----- QUOTED TEXT
DEV Community

Rob Bos
Rob Bos

Posted on • Originally published at devopsjournal.io on

Hosting GitHub runners on Kubernetes

If you need to host your own GitHub Actions runners that will execute your workflow, you have multiple options: you can go the traditional route and host them on your own VM’s. You can even host multiple runners on the same VM, if you want to increase the density and reuse your CPU or RAM capacity on your VM. The first downside of this is that VM’s are harder to scale and often a bit more costly to run then other options. Even more important reason not to use VM’s because it is not a great option for having an environment that is clean for every run: GitHub Actions will leave several files on disk for both reuse (the actions downloaded and used for example, or the docker images you run on). Even the checkout action will only cleanup the source code when it is executed, to make sure that the latest changes are checked out. You can include a cleanup action at the end, but often that is not added.

Even worse are the potential security pitfalls that come from reusing an environment between runs of a workflow, or different workflows in different repositories: the first run could leave some files behind, like from a package manager you use, or overwrite a local docker image for example. Subsequent runs on that machine will look in the local cache first, and use the (potentially) compromised files. These are some of the examples of supply chain attacks that are more and more common these days.

To combat those risks, you want to have ephemeral runners: the environment only exists during the execution of the workflow: after it is done, everything is cleaned up. The does mean that caching things becomes a little harder. There are ways to combat that with for example a proxy close by your environment that can do the caching for your (note: this is still a potential risk!).
----------
----- INFORMATION GIVEN
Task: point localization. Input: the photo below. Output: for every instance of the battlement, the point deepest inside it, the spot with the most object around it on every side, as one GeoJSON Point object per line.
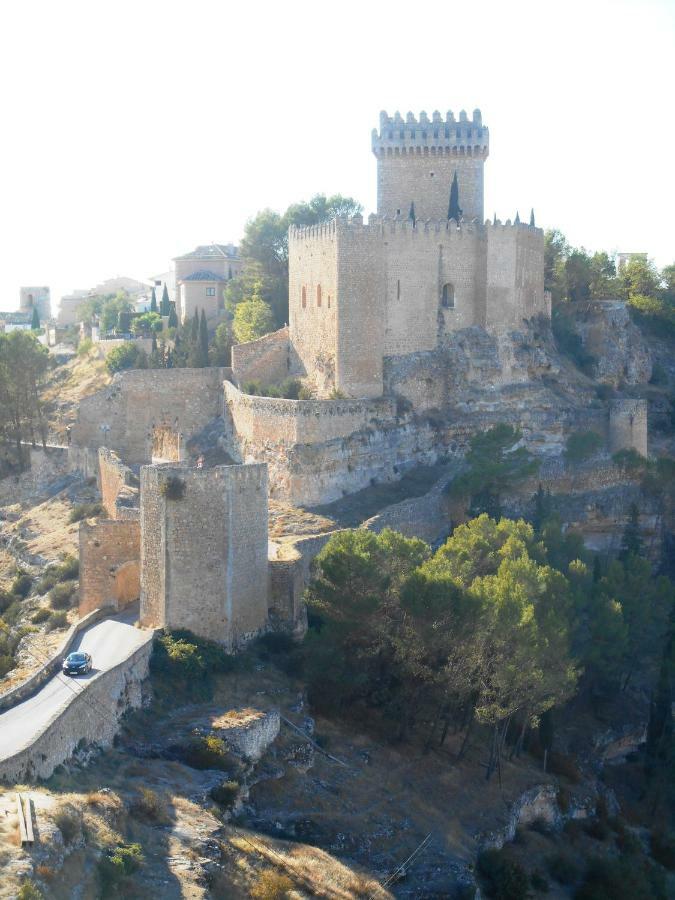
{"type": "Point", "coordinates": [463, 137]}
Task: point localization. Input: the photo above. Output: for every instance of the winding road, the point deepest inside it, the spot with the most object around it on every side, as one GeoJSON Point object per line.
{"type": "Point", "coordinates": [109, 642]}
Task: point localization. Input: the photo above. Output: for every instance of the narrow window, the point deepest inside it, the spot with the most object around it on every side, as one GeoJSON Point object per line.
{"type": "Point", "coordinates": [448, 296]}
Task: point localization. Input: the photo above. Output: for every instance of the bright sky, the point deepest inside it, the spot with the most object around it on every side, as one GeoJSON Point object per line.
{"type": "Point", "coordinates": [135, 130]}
----------
----- INFORMATION GIVEN
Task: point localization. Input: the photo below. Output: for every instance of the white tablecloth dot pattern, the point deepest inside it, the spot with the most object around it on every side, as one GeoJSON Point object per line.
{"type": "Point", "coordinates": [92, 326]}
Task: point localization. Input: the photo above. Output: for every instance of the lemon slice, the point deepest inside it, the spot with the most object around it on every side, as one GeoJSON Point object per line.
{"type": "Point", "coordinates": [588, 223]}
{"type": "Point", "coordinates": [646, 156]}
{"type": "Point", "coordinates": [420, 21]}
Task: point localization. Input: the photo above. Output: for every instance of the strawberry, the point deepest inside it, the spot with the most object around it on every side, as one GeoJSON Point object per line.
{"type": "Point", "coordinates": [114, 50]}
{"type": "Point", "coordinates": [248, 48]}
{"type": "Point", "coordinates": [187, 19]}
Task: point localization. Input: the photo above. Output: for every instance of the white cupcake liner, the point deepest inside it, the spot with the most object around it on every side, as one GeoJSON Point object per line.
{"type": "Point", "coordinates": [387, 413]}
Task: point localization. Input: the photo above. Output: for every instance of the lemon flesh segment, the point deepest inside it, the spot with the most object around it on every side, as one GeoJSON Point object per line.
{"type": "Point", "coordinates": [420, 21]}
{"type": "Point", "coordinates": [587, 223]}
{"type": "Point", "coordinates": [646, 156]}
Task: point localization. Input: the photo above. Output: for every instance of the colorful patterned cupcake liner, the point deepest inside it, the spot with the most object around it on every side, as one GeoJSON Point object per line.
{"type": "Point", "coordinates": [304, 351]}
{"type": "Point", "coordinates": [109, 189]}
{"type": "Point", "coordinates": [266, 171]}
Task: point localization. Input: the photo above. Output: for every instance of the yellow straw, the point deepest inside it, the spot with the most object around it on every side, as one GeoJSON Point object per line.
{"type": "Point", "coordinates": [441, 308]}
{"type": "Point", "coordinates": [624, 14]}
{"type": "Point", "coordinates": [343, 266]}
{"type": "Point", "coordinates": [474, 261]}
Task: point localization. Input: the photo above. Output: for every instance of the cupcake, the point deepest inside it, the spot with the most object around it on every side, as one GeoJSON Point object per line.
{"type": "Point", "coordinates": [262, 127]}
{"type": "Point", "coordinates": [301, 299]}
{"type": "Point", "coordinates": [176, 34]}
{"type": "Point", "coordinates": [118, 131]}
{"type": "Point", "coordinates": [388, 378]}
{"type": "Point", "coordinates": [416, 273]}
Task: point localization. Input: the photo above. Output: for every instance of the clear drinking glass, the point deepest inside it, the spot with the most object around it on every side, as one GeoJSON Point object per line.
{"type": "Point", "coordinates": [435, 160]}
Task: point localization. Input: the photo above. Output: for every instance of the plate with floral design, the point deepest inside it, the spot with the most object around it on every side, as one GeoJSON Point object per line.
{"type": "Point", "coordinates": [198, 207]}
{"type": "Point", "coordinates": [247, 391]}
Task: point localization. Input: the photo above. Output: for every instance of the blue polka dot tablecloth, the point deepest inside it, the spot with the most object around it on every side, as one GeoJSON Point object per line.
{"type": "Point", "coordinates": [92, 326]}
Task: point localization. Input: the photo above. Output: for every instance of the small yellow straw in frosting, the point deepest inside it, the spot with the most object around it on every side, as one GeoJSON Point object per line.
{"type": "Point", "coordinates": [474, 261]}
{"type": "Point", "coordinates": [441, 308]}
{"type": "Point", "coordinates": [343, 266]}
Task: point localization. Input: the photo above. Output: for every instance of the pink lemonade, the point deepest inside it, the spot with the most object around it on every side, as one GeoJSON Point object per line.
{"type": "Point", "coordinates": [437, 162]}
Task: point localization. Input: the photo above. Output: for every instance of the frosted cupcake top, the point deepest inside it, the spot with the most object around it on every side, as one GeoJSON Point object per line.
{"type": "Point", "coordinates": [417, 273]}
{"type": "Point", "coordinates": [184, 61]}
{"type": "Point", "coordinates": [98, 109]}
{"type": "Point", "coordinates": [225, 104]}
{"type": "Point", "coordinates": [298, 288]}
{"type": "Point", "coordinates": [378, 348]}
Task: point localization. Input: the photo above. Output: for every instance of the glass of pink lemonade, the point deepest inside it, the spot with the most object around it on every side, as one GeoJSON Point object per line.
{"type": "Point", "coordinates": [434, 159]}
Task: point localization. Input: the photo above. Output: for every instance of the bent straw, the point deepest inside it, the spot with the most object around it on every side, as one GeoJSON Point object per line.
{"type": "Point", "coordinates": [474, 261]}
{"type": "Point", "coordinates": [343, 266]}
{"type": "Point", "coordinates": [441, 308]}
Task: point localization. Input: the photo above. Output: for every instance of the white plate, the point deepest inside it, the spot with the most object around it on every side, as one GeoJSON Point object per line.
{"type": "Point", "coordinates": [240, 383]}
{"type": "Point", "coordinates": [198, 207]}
----------
----- INFORMATION GIVEN
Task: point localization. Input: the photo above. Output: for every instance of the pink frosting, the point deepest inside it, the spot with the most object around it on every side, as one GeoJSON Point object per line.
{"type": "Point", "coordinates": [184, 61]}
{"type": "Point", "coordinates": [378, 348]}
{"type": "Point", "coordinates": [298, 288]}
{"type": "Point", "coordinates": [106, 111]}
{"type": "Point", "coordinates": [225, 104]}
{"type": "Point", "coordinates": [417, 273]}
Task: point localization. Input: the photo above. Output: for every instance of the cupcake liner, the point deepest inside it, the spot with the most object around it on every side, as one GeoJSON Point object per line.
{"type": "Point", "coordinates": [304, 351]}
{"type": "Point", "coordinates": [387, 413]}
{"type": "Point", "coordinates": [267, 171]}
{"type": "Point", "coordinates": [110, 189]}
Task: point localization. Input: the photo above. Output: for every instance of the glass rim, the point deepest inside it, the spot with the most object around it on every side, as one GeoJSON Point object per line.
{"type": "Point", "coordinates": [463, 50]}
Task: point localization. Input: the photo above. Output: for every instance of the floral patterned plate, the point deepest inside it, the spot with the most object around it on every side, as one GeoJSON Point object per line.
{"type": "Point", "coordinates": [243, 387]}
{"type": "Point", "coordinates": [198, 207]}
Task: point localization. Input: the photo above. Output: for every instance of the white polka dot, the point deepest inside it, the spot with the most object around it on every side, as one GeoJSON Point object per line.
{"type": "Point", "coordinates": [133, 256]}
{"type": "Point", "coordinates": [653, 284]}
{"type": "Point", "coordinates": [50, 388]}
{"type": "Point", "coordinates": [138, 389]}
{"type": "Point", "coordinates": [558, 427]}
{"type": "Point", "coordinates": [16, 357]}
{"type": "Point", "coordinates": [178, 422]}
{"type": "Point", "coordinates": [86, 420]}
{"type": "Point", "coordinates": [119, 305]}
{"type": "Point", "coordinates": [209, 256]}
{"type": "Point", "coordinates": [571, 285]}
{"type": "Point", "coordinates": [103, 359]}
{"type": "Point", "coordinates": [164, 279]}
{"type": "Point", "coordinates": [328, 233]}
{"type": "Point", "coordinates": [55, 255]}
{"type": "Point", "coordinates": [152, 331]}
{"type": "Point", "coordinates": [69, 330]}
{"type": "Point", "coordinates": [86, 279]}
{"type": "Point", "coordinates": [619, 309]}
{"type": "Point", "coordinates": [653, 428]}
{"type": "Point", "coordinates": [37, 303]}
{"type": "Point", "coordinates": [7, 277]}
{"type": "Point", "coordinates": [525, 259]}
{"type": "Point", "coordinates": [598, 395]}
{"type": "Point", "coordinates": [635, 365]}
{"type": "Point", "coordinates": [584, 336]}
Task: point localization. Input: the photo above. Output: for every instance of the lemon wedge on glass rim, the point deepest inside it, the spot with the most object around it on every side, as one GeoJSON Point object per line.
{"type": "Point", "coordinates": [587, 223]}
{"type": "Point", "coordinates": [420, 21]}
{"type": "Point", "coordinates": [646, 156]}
----------
* [DESCRIPTION OF THE TASK] Copy the GitHub runners post once more, everything from "Even worse are" down to "a potential risk!).", but swap "ephemeral" for "disposable".

* [WRITTEN ANSWER]
Even worse are the potential security pitfalls that come from reusing an environment between runs of a workflow, or different workflows in different repositories: the first run could leave some files behind, like from a package manager you use, or overwrite a local docker image for example. Subsequent runs on that machine will look in the local cache first, and use the (potentially) compromised files. These are some of the examples of supply chain attacks that are more and more common these days.

To combat those risks, you want to have disposable runners: the environment only exists during the execution of the workflow: after it is done, everything is cleaned up. The does mean that caching things becomes a little harder. There are ways to combat that with for example a proxy close by your environment that can do the caching for your (note: this is still a potential risk!).